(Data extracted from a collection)
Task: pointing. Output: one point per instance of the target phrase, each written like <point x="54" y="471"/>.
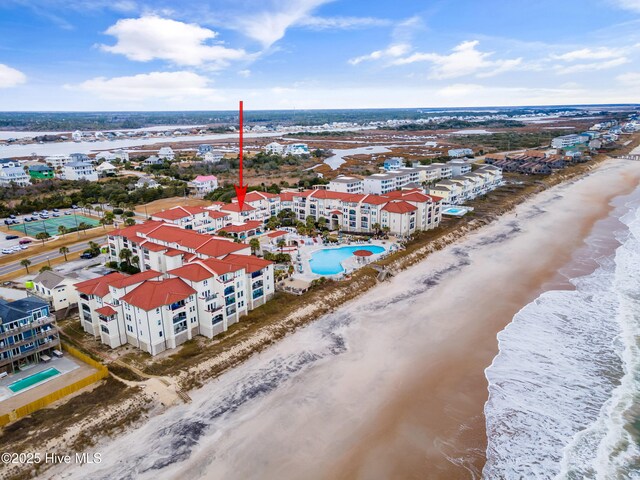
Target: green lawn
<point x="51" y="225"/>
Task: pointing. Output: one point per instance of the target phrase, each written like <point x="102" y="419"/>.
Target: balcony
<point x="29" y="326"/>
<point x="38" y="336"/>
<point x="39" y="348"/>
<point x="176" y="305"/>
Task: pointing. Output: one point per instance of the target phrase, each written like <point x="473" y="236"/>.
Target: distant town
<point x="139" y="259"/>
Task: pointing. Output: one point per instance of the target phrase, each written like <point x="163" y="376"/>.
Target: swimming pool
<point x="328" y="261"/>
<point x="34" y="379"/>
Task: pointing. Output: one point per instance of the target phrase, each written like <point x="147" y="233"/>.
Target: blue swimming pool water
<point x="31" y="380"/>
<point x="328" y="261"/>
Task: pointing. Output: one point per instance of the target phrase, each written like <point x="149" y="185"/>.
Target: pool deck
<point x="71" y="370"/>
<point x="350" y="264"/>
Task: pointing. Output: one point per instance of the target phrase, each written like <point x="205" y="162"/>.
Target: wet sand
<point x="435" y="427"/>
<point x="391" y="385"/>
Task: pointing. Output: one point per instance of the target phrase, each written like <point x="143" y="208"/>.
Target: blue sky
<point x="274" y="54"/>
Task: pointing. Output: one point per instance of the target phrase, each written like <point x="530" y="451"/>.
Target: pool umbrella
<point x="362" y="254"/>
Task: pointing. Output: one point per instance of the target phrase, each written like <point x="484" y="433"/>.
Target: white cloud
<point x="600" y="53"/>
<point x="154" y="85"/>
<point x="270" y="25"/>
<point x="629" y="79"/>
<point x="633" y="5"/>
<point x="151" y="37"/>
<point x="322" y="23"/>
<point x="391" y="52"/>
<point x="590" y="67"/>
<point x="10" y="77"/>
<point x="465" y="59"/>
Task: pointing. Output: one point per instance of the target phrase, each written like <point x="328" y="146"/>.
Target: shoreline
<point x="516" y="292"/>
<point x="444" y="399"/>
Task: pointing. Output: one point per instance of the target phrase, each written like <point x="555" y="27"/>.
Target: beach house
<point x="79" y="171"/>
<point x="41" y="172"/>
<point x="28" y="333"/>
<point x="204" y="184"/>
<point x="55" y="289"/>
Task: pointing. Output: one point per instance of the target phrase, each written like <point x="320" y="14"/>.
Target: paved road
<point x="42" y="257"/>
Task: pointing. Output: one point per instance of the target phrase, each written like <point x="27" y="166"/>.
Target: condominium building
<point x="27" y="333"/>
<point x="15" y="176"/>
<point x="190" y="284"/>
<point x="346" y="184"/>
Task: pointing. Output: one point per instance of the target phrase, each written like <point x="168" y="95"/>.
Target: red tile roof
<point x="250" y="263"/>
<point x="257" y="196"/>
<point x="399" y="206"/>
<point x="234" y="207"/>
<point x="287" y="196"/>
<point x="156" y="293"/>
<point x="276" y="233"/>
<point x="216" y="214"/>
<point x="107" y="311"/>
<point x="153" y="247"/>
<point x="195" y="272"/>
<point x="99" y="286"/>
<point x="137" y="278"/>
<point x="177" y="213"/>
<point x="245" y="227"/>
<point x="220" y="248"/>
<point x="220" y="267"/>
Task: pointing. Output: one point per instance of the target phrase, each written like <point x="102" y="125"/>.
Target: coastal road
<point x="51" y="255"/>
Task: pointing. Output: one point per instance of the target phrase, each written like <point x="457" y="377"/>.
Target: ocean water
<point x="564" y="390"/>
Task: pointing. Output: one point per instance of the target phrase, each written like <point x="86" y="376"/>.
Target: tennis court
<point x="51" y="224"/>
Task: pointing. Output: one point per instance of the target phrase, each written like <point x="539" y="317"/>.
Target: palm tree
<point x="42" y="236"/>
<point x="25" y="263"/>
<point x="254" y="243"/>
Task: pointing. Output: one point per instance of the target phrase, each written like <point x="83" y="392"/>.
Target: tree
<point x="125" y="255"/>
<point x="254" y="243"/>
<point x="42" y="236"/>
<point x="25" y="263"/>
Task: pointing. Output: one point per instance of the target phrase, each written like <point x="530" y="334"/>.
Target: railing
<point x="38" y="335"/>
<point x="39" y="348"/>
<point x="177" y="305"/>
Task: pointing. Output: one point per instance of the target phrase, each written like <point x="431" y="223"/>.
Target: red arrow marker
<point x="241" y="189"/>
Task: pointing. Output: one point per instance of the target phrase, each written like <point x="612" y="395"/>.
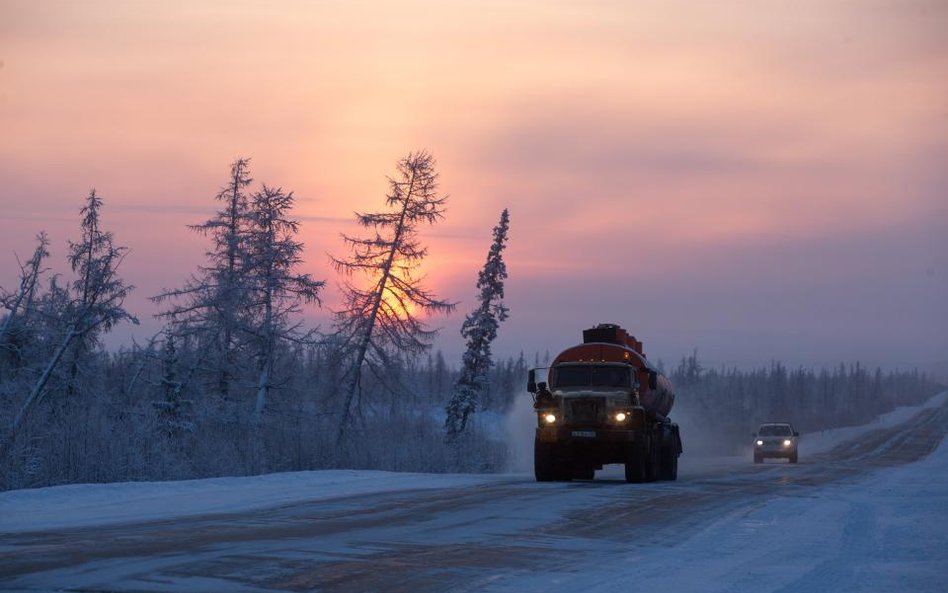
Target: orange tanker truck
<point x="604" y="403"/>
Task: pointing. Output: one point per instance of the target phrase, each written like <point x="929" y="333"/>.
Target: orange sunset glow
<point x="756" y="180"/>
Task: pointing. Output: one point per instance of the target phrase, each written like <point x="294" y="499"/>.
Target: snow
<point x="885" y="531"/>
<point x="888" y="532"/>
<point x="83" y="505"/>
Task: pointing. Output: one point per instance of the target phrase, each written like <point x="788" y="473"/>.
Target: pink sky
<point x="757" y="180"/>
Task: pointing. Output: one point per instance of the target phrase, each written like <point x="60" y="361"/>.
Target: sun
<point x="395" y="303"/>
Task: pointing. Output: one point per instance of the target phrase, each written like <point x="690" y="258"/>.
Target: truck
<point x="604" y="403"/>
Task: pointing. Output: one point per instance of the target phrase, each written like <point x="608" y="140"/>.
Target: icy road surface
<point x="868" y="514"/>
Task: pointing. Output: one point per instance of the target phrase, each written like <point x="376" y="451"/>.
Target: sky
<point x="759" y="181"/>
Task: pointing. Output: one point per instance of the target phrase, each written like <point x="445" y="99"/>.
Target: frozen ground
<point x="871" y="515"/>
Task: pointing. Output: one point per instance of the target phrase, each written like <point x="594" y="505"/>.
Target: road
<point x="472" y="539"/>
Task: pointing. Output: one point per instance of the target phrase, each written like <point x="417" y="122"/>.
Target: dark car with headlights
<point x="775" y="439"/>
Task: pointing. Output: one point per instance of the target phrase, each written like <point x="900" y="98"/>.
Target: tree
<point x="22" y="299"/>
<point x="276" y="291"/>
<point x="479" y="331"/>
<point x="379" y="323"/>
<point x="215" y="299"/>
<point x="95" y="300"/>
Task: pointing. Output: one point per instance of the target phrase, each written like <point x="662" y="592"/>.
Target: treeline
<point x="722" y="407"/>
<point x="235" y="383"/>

▶ Written instruction
Copy the entries above faithfully and omit every image.

▶ Result of this exercise
Task: pointing. Output: one point per instance of the target phrase, each written like <point x="54" y="471"/>.
Target: green lawn
<point x="51" y="225"/>
Task: pointing. Output: one point per instance of the target phrase, each written like <point x="102" y="419"/>.
Target: balcony
<point x="29" y="326"/>
<point x="38" y="336"/>
<point x="39" y="348"/>
<point x="176" y="305"/>
Task: pointing. Output: one point per instance of the target phrase, each written like <point x="473" y="236"/>.
Target: distant town
<point x="139" y="259"/>
Task: pointing. Output: one point per instance of the target phrase, each written like <point x="163" y="376"/>.
Target: swimming pool
<point x="328" y="261"/>
<point x="34" y="379"/>
Task: pointing. Output: one point per instance of the target phrase, each written like <point x="147" y="233"/>.
Target: blue swimming pool water
<point x="31" y="380"/>
<point x="328" y="261"/>
Task: pointing. Output: one point per instance of the target phrase, each written like <point x="149" y="185"/>.
Target: pool deck
<point x="71" y="370"/>
<point x="350" y="264"/>
Task: pointing. Output: one point per instance of the target phrase, each written like <point x="205" y="162"/>.
Target: wet sand
<point x="435" y="427"/>
<point x="391" y="385"/>
Task: pointing. Output: one point per instance of the target phrase, each written like <point x="143" y="208"/>.
Target: blue sky
<point x="274" y="54"/>
Task: pointing. Output: one point per instance of the target phrase, each written like <point x="530" y="451"/>.
Target: pool umbrella
<point x="362" y="254"/>
Task: pointing. Output: one point per instance of the target phrase, each written like <point x="484" y="433"/>.
Target: white cloud
<point x="600" y="53"/>
<point x="154" y="85"/>
<point x="270" y="25"/>
<point x="629" y="79"/>
<point x="633" y="5"/>
<point x="151" y="37"/>
<point x="322" y="23"/>
<point x="391" y="52"/>
<point x="590" y="67"/>
<point x="10" y="77"/>
<point x="465" y="59"/>
Task: pointing. Output: one point per instance of the target phrase, each written like <point x="328" y="146"/>.
Target: shoreline
<point x="516" y="292"/>
<point x="444" y="399"/>
Task: pointing. Output: one point per instance of the target phrase, each written like <point x="555" y="27"/>.
Target: beach house
<point x="79" y="171"/>
<point x="41" y="172"/>
<point x="28" y="333"/>
<point x="204" y="184"/>
<point x="55" y="289"/>
Task: pointing. Output: one point per instance of the target phrase, each written like <point x="320" y="14"/>.
Target: paved road
<point x="42" y="257"/>
Task: pointing. Output: one point per instance of the target phrase, each written like <point x="27" y="166"/>.
Target: condominium building
<point x="27" y="333"/>
<point x="15" y="176"/>
<point x="190" y="284"/>
<point x="346" y="184"/>
Task: pointing. Output: one point per instance of the target phrase, each written like <point x="168" y="95"/>.
Target: red tile roof
<point x="250" y="263"/>
<point x="257" y="196"/>
<point x="399" y="206"/>
<point x="234" y="207"/>
<point x="287" y="196"/>
<point x="156" y="293"/>
<point x="276" y="233"/>
<point x="216" y="214"/>
<point x="107" y="311"/>
<point x="153" y="247"/>
<point x="195" y="272"/>
<point x="99" y="286"/>
<point x="137" y="278"/>
<point x="177" y="213"/>
<point x="245" y="227"/>
<point x="220" y="248"/>
<point x="220" y="267"/>
Task: pointing. Output: one point per instance of the target phrase, each written like <point x="102" y="125"/>.
Target: coastal road
<point x="51" y="255"/>
Task: pointing. Output: one point per instance of the target phrase, each written like <point x="457" y="377"/>.
Target: ocean water
<point x="564" y="390"/>
Task: pointing. Output: one point per instance of the target phrase, each written like <point x="86" y="376"/>.
Target: tennis court
<point x="51" y="224"/>
Task: pointing. Output: one point per instance of the target phrase, each written like <point x="539" y="317"/>.
Target: palm tree
<point x="42" y="236"/>
<point x="25" y="263"/>
<point x="254" y="243"/>
Task: pointing. Output: one point per instance of the target phrase, each written like <point x="83" y="392"/>.
Target: tree
<point x="125" y="255"/>
<point x="254" y="243"/>
<point x="42" y="236"/>
<point x="25" y="263"/>
Task: pointing. Output: one point per instance of the target phrase, each written like <point x="530" y="334"/>.
Target: railing
<point x="38" y="335"/>
<point x="39" y="348"/>
<point x="177" y="305"/>
Task: pointing. Output: one point per instance of the target phrase, each written like <point x="431" y="223"/>.
Target: red arrow marker
<point x="241" y="189"/>
Task: pointing. Output: one point per instance of the target phrase, each written like <point x="612" y="395"/>.
Target: orange tanker truck
<point x="604" y="403"/>
Task: pointing. Output: one point per instance of the target phrase, each written like <point x="929" y="333"/>.
Target: orange sunset glow
<point x="756" y="180"/>
Task: pointing. Output: one point per instance of the target phrase, each written like <point x="294" y="499"/>.
Target: snow
<point x="885" y="531"/>
<point x="888" y="532"/>
<point x="83" y="505"/>
Task: pointing. Output: one point per instance of the target phrase, each written like <point x="788" y="473"/>.
Target: pink sky
<point x="757" y="180"/>
Task: pointing. Output: one point per instance of the target phrase, each written like <point x="60" y="361"/>.
Target: sun
<point x="395" y="303"/>
Task: pointing. Output: one point per instance of the target phrase, each written like <point x="690" y="258"/>.
Target: truck
<point x="604" y="403"/>
Task: pointing. Output: one point per instance of the target phrase, each written like <point x="608" y="140"/>.
Target: icy road surface
<point x="868" y="514"/>
Task: pointing. Output: one point per instance of the target phrase, each written like <point x="376" y="451"/>.
Target: sky
<point x="759" y="181"/>
Task: pointing. Output: one point per instance of the target phrase, each written like <point x="445" y="99"/>.
Target: frozen ground
<point x="871" y="515"/>
Task: pointing. Output: one point per instance of the target phrase, each written like <point x="594" y="505"/>.
Target: road
<point x="472" y="539"/>
Task: pointing. Output: one point per instance of the target phrase, each written like <point x="417" y="122"/>.
Target: dark car with headlights
<point x="775" y="439"/>
Task: pointing. Output: one point per instance of the target phrase, each written like <point x="900" y="98"/>.
Target: tree
<point x="22" y="299"/>
<point x="276" y="291"/>
<point x="479" y="331"/>
<point x="379" y="323"/>
<point x="215" y="299"/>
<point x="95" y="300"/>
Task: pointing. Output: one point per instance of the target phrase, each written like <point x="662" y="592"/>.
Target: treeline
<point x="722" y="407"/>
<point x="235" y="383"/>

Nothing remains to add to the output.